RAW RECORDS:
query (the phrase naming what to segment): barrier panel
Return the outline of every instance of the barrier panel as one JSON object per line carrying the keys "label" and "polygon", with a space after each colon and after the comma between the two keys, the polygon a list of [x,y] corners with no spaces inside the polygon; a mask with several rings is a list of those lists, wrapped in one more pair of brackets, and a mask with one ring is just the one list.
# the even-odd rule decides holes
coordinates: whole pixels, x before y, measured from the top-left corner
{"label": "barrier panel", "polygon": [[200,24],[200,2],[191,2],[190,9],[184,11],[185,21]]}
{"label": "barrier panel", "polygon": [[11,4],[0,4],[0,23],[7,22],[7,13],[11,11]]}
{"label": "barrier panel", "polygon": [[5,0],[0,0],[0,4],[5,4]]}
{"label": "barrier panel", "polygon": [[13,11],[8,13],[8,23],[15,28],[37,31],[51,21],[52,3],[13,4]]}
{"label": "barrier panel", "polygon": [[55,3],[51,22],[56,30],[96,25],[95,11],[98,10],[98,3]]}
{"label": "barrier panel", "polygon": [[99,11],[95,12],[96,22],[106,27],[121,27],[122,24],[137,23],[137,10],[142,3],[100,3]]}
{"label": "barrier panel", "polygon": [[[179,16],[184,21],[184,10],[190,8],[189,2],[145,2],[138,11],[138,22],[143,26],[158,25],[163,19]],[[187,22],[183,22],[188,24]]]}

EXERCISE DETAILS: Pick out every line above that contains the string "brackets" and copy each one. Treat uppercase and lowercase as different.

TASK RESULT:
Return the outline of every instance of the barrier panel as one JSON object per line carrying the keys "label" and "polygon", with a space after each colon and after the comma between the two keys, the polygon a list of [x,y] corners with no spaces inside the polygon; a mask with several rings is a list of those lists, wrapped in one more pair of brackets, and a mask with one ring is just the one list.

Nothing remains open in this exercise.